[TEXT FOR ANALYSIS]:

= Alsever's solution =

Alsever's solution is an citrate–dextrose solution used as an
anticoagulant and preservative for red blood cells. It was introduced in 1941 by the American physician John B. Alsever and R. B. Ainslie at Syracuse, New York. Blood is mixed with an equal volume of the solution, which allows erythrocytes to be stored under refrigeration for several weeks with limited hemolysis.

During World War II, Alsever's solution was selected by the U.S. Army as the preservative for whole blood airlifted from the United States to the European Theater of Operations, beginning in August 1944. It was superseded in that role on 1 April 1945 by acid–citrate–dextrose (ACD) solution, which preserved cells longer and occupied far less space per unit of blood.

Alsever's solution is no longer used for human transfusion, having been replaced by CPD, CPDA-1 and modern additive solutions. It remains a standard laboratory reagent for collecting, storing and shipping animal erythrocytes — particularly sheep red cells — for serological and complement assays.

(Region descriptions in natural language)
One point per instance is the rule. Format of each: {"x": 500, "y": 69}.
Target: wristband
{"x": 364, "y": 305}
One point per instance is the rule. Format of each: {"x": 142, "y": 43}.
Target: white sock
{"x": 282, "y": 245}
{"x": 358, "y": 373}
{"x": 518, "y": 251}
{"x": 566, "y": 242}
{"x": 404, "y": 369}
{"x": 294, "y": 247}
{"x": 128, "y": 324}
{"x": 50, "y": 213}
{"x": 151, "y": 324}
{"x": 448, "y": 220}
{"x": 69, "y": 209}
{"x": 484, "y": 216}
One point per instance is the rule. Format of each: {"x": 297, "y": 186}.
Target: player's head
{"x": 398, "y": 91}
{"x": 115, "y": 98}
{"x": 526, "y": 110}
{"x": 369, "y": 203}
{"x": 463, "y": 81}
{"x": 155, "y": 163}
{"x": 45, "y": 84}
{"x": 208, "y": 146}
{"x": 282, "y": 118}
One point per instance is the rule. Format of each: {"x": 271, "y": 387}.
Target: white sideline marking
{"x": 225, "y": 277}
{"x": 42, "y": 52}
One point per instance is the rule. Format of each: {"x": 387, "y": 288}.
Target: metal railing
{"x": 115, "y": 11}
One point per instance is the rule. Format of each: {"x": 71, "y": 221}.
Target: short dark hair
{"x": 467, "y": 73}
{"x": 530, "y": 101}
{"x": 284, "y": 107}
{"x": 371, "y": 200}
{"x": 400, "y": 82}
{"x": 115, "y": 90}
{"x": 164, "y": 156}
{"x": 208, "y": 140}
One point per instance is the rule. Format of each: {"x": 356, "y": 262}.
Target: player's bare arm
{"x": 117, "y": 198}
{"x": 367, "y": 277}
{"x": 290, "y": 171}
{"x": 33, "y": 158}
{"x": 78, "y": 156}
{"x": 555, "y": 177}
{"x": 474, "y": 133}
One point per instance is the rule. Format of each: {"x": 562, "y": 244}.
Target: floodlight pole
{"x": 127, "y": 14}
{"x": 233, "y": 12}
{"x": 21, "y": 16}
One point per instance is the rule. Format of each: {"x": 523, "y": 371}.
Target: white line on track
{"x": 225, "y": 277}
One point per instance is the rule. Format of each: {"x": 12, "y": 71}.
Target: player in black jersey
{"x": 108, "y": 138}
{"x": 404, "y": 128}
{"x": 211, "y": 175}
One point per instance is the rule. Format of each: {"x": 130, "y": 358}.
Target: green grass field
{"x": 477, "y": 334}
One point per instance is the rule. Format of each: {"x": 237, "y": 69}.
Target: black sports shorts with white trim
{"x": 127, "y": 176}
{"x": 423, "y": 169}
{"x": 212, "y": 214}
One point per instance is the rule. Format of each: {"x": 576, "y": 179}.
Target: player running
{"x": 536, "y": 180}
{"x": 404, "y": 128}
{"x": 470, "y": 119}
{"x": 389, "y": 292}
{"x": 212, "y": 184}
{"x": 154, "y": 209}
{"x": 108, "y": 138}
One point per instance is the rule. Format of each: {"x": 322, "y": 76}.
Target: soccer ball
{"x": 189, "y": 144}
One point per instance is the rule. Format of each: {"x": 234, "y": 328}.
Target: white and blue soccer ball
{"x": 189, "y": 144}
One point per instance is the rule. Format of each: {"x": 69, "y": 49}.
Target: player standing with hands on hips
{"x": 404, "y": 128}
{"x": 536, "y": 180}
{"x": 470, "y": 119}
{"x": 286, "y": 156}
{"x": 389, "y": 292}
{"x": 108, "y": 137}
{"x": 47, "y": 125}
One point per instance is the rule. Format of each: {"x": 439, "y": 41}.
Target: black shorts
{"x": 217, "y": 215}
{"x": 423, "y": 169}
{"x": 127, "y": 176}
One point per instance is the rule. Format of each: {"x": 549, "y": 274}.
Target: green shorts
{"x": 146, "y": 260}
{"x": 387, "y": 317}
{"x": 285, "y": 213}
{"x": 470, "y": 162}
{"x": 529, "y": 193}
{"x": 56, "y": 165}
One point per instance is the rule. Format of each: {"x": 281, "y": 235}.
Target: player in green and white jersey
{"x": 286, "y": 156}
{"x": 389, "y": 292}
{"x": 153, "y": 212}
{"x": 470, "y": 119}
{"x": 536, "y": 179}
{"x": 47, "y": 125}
---
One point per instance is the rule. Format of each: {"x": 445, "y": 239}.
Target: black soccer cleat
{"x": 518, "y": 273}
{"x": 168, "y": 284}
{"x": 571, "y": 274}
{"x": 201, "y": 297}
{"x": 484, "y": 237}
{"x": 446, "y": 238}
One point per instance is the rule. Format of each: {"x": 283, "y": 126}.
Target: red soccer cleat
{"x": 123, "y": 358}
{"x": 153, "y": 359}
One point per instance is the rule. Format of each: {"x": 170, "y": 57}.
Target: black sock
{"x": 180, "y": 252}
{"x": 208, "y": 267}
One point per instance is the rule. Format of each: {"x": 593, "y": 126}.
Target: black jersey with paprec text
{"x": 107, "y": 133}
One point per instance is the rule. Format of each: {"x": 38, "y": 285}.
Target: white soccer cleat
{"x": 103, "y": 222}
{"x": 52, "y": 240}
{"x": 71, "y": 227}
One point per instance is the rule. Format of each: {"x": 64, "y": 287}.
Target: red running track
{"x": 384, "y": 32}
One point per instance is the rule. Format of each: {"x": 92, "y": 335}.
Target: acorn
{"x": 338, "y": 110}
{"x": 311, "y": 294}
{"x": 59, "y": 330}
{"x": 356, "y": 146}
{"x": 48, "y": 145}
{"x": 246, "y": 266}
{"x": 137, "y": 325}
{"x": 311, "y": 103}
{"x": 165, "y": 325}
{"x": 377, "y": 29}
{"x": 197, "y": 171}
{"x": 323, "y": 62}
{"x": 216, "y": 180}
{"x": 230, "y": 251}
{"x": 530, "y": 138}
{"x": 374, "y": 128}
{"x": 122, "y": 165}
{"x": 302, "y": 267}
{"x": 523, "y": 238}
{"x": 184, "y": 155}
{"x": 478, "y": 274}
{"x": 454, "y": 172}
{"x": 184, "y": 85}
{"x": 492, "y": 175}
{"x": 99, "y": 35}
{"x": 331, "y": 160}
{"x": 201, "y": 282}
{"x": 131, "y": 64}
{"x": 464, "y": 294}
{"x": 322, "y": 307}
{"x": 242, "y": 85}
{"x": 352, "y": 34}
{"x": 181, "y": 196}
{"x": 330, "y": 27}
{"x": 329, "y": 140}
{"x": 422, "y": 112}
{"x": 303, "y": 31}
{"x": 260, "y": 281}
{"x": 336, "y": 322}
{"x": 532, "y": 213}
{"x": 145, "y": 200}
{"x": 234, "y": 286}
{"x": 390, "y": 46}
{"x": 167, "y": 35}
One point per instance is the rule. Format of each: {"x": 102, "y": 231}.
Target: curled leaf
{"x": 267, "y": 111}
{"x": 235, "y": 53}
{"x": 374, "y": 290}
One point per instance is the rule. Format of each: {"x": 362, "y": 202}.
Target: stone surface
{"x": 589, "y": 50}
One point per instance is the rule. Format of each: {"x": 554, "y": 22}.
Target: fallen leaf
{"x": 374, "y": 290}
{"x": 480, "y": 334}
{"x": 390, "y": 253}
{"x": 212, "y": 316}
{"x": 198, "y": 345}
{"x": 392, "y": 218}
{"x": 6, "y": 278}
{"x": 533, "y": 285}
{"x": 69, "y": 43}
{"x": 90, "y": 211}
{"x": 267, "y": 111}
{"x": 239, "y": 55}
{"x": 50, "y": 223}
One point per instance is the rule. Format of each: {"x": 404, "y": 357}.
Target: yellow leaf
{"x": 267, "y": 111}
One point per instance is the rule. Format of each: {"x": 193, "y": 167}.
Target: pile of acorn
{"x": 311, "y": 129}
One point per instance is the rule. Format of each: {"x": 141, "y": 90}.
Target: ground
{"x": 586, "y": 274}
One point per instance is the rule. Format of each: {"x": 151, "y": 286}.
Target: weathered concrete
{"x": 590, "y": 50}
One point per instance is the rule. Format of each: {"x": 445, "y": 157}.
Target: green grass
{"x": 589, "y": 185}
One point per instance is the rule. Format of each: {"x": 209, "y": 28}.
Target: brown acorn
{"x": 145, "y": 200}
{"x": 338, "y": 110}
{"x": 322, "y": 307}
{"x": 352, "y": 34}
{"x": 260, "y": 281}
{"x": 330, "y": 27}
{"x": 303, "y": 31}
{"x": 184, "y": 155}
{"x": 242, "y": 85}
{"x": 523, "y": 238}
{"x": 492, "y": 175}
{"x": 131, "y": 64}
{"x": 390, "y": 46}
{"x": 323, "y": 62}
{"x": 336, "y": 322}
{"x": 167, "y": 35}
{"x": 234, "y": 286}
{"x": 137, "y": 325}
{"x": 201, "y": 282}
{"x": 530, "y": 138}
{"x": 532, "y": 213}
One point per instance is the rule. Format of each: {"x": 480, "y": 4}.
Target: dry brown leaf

[ACTIVITIES]:
• 1. Answer these questions from the text on Alsever's solution:
(a) Who introduced the solution in 1941, and where?
(b) On what date was it replaced as the Army's whole-blood preservative?
(c) Which animal's red cells does the text single out?
• 2. For each statement, say whether it agrees with the text on Alsever's solution, and quote the words that decide it.
(a) Blood is mixed with twice its own volume of the solution.
(b) ACD solution took up less space per unit of blood than Alsever's solution.
(c) Alsever's solution is still used for human transfusion.
The lines are not needed for any of this work.

[ANSWERS FOR THE EXERCISE]:
• 1.
(a) John B. Alsever and R. B. Ainslie, at Syracuse, New York.
(b) 1 April 1945.
(c) Sheep.

• 2.
(a) No: "Blood is mixed with an equal volume of the solution"
(b) Yes: "occupied far less space per unit of blood"
(c) No: "Alsever's solution is no longer used for human transfusion"